PROBLEM TO WORK ON:
Render every entry verbatim.

(Dataset excerpts)
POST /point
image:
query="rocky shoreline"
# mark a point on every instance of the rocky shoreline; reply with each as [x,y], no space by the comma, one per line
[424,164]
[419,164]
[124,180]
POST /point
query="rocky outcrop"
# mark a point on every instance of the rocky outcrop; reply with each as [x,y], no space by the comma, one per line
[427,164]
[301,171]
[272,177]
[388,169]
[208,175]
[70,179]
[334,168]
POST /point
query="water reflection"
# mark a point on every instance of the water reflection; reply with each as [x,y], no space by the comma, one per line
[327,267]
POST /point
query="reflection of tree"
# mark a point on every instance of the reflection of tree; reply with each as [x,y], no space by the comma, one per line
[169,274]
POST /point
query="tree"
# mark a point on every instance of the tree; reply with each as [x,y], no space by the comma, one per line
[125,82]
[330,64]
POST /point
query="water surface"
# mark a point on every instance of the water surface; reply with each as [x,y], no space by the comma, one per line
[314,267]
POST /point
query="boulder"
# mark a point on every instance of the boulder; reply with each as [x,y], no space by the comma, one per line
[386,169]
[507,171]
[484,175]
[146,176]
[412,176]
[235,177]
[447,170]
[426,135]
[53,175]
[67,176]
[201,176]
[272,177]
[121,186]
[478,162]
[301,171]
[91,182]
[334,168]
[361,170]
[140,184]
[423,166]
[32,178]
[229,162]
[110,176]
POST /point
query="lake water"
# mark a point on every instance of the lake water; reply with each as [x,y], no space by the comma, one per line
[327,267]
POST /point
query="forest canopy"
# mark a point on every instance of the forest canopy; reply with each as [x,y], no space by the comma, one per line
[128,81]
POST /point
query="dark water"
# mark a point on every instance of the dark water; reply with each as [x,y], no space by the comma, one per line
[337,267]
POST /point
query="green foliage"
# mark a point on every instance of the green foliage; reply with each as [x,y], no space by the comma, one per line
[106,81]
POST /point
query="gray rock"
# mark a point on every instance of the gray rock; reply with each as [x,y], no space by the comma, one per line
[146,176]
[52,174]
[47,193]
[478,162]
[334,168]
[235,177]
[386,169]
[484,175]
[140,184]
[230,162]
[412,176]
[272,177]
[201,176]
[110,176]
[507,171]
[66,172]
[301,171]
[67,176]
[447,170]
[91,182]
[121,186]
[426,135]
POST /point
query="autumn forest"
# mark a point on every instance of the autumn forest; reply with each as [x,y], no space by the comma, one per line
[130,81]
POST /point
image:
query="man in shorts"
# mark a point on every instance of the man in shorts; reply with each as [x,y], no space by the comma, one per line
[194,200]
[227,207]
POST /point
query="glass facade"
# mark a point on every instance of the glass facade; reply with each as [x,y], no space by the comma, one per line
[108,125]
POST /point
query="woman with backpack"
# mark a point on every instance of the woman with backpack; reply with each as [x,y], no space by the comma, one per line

WRITTEN RESPONSE:
POST /point
image:
query="rocky shoreline"
# mark a point on every instance of the rocky shoreline; reply with each as [x,y], no space by the comma, one per line
[424,164]
[419,164]
[124,180]
POST /point
query="rocky outcrop"
# mark a point on every instance of the rocky outcrop; reply with each as [x,y], no space by the comma, one per line
[427,164]
[301,171]
[272,177]
[388,169]
[208,175]
[70,179]
[334,168]
POST /point
query="water reflection"
# mark a point on every instance of the water reflection; reply with each as [x,y], no space by the comma, one per line
[327,267]
POST /point
query="reflection of tree"
# mark a point on every instance of the reflection of tree; reply with each as [x,y], no space by the comma, one per line
[169,274]
POST /point
query="tree"
# mark a point on every instance of the tree; reply with each as [x,y], no space by the comma, one per line
[125,82]
[330,64]
POST /point
query="water surface"
# mark a point on every instance of the water surface; reply with each as [x,y], no space by the comma, one per line
[314,267]
POST /point
query="boulder"
# mark a point on every instance of the boulder; reply with each as [x,y], no space by the comma, one per line
[386,169]
[507,171]
[484,175]
[146,176]
[412,176]
[235,177]
[447,170]
[426,135]
[53,175]
[67,176]
[201,176]
[272,177]
[121,186]
[478,162]
[301,171]
[91,182]
[334,168]
[361,170]
[140,184]
[423,166]
[32,178]
[229,162]
[110,176]
POST /point
query="lake water"
# mark a point on every instance of the lake water; reply with each as [x,y], no space by the comma, one per line
[327,267]
POST /point
query="forest canopy"
# mark a point on every instance of the forest canopy; reply with each as [x,y], no space by the comma, one per line
[128,81]
POST /point
query="dark water"
# mark a point on every instance of the dark water; reply with each as [x,y], no space by the comma, one per line
[337,267]
POST /point
query="green foliage"
# mark a point on every instance of the green foliage; reply with each as [x,y], no space by the comma, one per line
[106,81]
POST /point
query="gray rock"
# mark a point on every instance of the gray rock; reply with each as [x,y], no space by the comma, one per line
[146,176]
[52,174]
[47,193]
[478,162]
[334,168]
[235,177]
[386,169]
[484,175]
[140,184]
[230,162]
[412,176]
[272,177]
[201,176]
[110,176]
[507,171]
[66,172]
[301,171]
[67,176]
[447,170]
[91,182]
[121,186]
[426,135]
POST /point
query="autumn forest"
# mark a point on every instance of the autumn forest; reply with each as [x,y], no space by the comma, one per line
[130,81]
POST /point
image:
query="man in shorts"
# mark a point on every instance of the man in shorts; reply with each as [x,y], no space by the comma, one per line
[194,200]
[227,207]
POST /point
query="glass facade"
# mark a point on every instance of the glass facade; reply with each as [x,y], no space by the comma, one per line
[108,125]
POST /point
query="woman with backpack"
# mark a point on every instance of the woman with backpack; reply with each as [x,y], no space by the comma, one per line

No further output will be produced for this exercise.